··· DATASET RECORDS ···

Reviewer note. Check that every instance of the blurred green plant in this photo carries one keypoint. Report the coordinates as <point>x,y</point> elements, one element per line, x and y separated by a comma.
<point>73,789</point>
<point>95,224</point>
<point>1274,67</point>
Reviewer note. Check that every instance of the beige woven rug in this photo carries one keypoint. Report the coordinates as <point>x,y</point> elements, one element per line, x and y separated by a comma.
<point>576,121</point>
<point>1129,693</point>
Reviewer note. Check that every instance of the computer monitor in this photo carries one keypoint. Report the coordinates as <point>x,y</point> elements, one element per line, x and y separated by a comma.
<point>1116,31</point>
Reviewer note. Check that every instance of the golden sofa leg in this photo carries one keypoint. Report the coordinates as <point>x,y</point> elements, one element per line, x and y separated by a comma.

···

**WORK ORDER**
Copy, exactly as written, the lines above, beginning with the one that contains "Reviewer note. Check that every instance of the computer" and ending with the last.

**SOLUTION TO THIS TASK**
Reviewer note. Check that every instance of the computer monitor in this photo carries one keypoint. Report the coordinates as <point>x,y</point> elements, one element per line, x and y separated by a comma.
<point>1116,31</point>
Reviewer note. Check that every instance of the golden sofa leg in this photo carries one keypoint. Report the coordinates as <point>x,y</point> elements, one element per line, x and y separated by a comma.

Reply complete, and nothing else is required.